═════ Information given ═════

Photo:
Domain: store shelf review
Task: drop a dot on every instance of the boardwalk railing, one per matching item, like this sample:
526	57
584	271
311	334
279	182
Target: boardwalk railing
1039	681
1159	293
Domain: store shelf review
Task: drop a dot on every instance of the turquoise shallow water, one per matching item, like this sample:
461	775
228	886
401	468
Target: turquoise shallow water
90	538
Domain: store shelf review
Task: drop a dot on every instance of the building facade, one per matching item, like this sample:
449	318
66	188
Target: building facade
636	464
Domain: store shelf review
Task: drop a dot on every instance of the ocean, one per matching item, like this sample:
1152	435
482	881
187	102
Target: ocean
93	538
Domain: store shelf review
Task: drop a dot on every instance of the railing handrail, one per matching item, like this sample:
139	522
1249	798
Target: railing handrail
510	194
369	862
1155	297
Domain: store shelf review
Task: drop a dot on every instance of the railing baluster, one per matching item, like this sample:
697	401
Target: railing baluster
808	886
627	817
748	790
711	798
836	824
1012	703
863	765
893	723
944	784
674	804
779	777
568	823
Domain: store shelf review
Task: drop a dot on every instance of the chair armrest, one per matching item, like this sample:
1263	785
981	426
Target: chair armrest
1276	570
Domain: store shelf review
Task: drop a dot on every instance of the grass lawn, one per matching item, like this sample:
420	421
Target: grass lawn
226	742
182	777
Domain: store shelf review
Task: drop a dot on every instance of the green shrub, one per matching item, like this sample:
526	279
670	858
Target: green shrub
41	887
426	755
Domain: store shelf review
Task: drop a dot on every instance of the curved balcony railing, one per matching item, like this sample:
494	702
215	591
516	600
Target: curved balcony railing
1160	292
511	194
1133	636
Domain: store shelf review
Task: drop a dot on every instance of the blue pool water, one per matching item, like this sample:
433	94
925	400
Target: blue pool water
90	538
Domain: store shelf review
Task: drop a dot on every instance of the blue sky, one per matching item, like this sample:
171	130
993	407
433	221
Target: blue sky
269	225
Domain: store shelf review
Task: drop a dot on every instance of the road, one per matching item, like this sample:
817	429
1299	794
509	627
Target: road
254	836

═════

Exercise description.
The records above must be output exactly, in full.

Answer to this problem.
Photo:
Domain: store shelf review
Task: drop a dot on every instance of the boardwalk railing, one per matching item, like this sample:
526	57
584	271
311	334
279	182
Target: boardwalk railing
1039	681
1159	293
Domain: store shelf review
Task: drop a dot on every instance of the turquoise shallow water, one per matching item, like this sample:
461	775
228	886
401	468
Target: turquoise shallow water
90	538
Domain: store shelf review
Task: drop a dot on every instance of the building facade, one per matching item, like this sample:
449	318
66	188
Target: building facade
636	464
Domain: store shelf review
Task: drop a dot on every instance of the ocean, one per matching item, like this sample:
1152	435
482	881
187	102
Target: ocean
93	538
Domain: store shelf review
Task: drop a dot on every instance of the railing handrail, one per matching item, like this sample:
139	522
1249	798
Target: railing handrail
510	194
369	862
1155	297
Domain: store shelf review
Task: drop a dot on every instance of the railing baluster, one per matching item, like this sample:
697	401
Target: railing baluster
808	886
627	817
748	790
711	798
836	824
1012	703
863	765
893	723
944	784
674	804
779	777
568	823
Domain: store shelf review
Task: drop a dot on every instance of the chair armrest, one per matching item, like this sample:
1263	785
981	426
Target: chair armrest
1276	570
Domain: store shelf review
Task: drop a dot on every instance of the grass lawn, one per matching item, like this sample:
420	421
Target: grass lawn
226	742
182	777
Domain: store shelf review
Task: drop a dot on every instance of the green shrub, one per matching item, like this sample:
526	279
670	858
Target: green shrub
41	887
426	755
Domain: store shelf review
Task: drop a dot on every instance of the curved balcony railing, one per matching item, like this sample:
494	702
215	591
516	600
Target: curved balcony railing
1160	292
511	194
1133	636
Domain: store shelf review
Task: drop a dot on every instance of the blue pool water, one per matching item, like this sample:
433	94
925	400
Target: blue pool water
90	538
Domain: store shelf review
Task: drop a dot on every instance of the blue sky, one per matching item, like this sample:
171	130
993	407
433	221
Target: blue sky
269	225
Domain: store shelf review
Task: drop a dot on every instance of the road, one per matching item, like this sample:
817	429
1299	794
509	627
Target: road
254	836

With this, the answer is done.